Copy the passage on Chicago's overloaded sewer systems word for word, in full.

Excerpted passage:
=====

Increasingly overwhelmed by the city’s population, aging infrastructure systems throughout Chicago could begin to threaten the environment in the coming years if nothing is done to fix them.

According to The DePaulia, evidence of sewer system overload is already apparent throughout much of the city. When last summer brought heavy rains and flash flooding, Chicago’s century-old sewer lines — buried 12 to 24 inches below the city streets — weren’t equipped to cope with the extra storm water.

When Chicago’s sewer systems and water treatment plants can’t handle these intense storms, this water overflow goes into the Chicago River. But to keep the river from rising onto city streets, Metropolitan Water Reclamation District officials are often forced to release extra sewage and rain water into Lake Michigan. Last summer, the city released 525 million gallons of sewage and storm water into Lake Michigan.

And with climate experts and city officials predicting that these storms will only get more intense and unpredictable as time goes on, current sewer line repair projects might be another case of too little, too late.

“There is a new kind of storm hitting Chicago in recent years — heavy rains that can be very local, very intense and hard to predict,” a city website that pushes for preventative flood programs said. “They dump two inches or more per hour on a given neighborhood. This volume quickly overwhelms local sewers, which were not designed for such intense rainfall. Sewer mains fill up, and additional water pushes into basements through our private drains.”

=====

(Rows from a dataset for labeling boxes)
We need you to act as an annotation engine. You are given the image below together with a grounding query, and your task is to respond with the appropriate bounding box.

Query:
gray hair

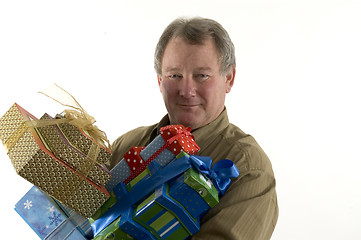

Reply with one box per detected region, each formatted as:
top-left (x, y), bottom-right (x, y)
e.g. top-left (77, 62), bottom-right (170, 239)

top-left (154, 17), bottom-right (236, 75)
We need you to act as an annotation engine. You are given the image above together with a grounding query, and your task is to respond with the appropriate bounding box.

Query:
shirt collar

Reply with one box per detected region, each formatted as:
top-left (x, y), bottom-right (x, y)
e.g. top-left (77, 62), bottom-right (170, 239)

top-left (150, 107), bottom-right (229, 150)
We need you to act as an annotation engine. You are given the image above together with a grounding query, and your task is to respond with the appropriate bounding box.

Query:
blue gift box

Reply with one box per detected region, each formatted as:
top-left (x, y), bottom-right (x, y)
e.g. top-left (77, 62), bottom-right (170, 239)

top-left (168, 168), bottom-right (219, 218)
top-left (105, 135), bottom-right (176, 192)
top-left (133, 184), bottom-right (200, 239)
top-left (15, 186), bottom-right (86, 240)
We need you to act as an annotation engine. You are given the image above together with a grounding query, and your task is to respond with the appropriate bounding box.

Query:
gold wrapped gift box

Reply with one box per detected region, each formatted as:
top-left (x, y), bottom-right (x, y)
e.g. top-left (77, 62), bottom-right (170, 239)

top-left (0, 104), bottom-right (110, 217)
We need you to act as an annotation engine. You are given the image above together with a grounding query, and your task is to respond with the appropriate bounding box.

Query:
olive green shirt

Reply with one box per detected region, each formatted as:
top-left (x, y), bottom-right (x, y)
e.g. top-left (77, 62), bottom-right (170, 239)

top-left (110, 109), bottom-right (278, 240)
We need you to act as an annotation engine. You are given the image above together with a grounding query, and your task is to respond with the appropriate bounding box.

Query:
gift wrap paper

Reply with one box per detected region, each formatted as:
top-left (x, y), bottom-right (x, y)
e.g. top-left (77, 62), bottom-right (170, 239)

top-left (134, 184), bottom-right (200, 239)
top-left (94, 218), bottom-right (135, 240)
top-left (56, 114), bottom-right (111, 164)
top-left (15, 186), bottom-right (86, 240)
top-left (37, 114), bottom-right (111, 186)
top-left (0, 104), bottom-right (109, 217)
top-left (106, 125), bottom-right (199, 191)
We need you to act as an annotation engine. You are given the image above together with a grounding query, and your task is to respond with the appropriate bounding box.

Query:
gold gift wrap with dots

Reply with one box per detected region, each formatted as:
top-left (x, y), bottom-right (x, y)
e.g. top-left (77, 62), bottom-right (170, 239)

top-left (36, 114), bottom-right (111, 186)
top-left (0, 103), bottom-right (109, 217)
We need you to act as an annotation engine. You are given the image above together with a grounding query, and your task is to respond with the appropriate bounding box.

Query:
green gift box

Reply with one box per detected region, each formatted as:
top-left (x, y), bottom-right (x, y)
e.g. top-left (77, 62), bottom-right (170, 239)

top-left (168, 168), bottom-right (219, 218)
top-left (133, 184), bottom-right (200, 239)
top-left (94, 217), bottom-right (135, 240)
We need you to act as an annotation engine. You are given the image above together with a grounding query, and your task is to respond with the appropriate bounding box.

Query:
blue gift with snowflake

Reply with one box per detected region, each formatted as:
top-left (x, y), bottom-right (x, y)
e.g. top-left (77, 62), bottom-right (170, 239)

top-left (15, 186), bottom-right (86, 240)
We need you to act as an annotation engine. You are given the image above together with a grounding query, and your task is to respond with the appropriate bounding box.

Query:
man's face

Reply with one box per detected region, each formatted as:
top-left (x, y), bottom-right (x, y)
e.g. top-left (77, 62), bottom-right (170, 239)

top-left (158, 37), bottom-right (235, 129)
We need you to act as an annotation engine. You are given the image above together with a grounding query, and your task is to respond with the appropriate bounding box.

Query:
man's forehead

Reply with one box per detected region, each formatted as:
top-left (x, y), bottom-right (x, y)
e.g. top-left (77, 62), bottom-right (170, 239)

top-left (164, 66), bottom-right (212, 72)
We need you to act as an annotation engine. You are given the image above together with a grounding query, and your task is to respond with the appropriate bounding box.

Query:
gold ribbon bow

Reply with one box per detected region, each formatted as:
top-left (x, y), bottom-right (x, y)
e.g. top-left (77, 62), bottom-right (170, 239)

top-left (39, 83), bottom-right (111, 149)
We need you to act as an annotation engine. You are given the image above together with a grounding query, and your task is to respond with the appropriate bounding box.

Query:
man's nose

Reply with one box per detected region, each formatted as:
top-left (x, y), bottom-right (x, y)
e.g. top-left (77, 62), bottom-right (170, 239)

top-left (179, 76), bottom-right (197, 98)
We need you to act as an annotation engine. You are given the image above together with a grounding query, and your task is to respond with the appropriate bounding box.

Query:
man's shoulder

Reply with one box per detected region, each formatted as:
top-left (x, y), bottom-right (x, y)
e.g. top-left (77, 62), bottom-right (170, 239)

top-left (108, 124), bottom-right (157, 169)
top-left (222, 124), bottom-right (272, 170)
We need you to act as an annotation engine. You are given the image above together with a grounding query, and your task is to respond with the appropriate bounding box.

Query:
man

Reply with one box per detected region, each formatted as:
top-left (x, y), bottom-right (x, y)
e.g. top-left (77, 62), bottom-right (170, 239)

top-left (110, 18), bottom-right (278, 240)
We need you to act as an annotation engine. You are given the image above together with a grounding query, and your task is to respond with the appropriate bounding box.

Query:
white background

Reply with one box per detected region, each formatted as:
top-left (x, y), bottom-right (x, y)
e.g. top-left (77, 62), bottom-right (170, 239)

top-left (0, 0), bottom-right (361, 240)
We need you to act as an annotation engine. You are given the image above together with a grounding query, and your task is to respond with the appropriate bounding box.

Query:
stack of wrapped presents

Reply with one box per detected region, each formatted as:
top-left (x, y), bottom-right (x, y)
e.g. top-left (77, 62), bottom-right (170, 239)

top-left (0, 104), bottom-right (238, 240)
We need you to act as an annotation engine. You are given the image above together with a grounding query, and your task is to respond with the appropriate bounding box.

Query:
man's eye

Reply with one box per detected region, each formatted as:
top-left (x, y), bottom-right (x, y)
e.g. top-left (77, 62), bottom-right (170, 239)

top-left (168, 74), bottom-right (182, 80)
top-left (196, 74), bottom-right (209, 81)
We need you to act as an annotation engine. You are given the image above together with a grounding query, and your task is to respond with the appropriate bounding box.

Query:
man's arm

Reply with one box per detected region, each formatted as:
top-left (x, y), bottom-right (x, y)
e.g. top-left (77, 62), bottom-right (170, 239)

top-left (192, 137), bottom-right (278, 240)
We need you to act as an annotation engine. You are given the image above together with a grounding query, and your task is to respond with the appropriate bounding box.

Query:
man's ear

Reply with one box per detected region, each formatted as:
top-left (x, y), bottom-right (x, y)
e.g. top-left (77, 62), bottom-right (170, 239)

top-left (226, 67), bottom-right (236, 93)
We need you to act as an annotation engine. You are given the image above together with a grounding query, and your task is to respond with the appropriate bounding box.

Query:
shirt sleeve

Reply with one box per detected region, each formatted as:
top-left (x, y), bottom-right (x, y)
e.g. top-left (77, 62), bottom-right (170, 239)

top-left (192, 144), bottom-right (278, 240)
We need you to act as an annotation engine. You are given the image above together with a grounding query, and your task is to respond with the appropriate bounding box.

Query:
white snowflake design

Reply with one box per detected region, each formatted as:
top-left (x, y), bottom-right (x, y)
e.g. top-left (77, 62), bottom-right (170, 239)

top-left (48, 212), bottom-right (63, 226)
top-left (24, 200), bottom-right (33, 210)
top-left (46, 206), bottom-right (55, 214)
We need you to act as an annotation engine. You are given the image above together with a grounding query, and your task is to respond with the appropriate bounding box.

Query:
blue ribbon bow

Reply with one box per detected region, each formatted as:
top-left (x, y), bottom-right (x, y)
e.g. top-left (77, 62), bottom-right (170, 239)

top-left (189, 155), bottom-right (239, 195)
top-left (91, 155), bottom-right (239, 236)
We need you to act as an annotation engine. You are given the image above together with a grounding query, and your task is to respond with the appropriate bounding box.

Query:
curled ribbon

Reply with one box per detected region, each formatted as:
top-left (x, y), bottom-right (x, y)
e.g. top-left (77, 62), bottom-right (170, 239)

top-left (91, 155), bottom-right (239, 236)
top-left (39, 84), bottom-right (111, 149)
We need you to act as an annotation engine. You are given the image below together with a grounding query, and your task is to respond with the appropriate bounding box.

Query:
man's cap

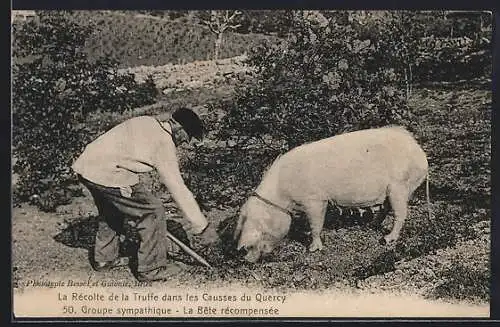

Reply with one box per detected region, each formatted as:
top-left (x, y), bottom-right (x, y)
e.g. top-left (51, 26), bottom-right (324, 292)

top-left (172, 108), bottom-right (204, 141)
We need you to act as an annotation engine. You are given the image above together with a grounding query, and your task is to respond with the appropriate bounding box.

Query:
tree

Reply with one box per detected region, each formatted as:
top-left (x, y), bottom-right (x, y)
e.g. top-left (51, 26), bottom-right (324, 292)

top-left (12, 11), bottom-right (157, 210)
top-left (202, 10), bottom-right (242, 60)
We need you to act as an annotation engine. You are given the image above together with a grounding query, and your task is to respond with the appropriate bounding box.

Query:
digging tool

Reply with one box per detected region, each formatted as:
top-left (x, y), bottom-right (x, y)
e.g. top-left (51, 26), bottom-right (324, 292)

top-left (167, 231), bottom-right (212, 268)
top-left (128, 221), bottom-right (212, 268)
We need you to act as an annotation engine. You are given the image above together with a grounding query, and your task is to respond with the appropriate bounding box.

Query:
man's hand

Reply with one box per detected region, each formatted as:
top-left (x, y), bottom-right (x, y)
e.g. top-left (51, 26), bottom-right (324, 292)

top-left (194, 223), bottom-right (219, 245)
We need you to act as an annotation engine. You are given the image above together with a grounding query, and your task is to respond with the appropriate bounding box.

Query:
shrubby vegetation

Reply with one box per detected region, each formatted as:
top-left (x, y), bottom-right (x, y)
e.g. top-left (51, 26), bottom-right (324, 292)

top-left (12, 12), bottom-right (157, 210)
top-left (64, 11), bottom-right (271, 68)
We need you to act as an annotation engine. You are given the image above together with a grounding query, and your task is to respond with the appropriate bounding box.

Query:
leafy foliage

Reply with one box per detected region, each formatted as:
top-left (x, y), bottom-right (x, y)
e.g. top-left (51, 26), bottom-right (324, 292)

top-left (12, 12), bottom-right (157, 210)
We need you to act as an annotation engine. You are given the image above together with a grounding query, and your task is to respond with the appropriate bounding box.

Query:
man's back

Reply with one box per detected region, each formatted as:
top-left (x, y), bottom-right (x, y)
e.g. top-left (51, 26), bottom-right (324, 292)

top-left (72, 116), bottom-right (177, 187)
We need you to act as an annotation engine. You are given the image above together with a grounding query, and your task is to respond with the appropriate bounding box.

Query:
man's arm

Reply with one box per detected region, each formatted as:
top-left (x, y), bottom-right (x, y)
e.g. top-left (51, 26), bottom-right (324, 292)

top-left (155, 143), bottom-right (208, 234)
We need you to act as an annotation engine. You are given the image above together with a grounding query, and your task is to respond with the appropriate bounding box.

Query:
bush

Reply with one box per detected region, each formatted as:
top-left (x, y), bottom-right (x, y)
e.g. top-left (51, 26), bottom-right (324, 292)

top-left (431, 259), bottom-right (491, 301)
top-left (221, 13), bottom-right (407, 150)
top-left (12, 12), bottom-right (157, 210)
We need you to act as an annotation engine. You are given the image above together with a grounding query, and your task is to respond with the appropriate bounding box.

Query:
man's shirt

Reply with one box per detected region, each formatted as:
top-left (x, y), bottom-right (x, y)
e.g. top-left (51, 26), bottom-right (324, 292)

=====

Full response:
Increasingly overwhelmed by the city’s population, aging infrastructure systems throughout Chicago could begin to threaten the environment in the coming years if nothing is done to fix them.

According to The DePaulia, evidence of sewer system overload is already apparent throughout much of the city. When last summer brought heavy rains and flash flooding, Chicago’s century-old sewer lines — buried 12 to 24 inches below the city streets — weren’t equipped to cope with the extra storm water.

When Chicago’s sewer systems and water treatment plants can’t handle these intense storms, this water overflow goes into the Chicago River. But to keep the river from rising onto city streets, Metropolitan Water Reclamation District officials are often forced to release extra sewage and rain water into Lake Michigan. Last summer, the city released 525 million gallons of sewage and storm water into Lake Michigan.

And with climate experts and city officials predicting that these storms will only get more intense and unpredictable as time goes on, current sewer line repair projects might be another case of too little, too late.

“There is a new kind of storm hitting Chicago in recent years — heavy rains that can be very local, very intense and hard to predict,” a city website that pushes for preventative flood programs said. “They dump two inches or more per hour on a given neighborhood. This volume quickly overwhelms local sewers, which were not designed for such intense rainfall. Sewer mains fill up, and additional water pushes into basements through our private drains.”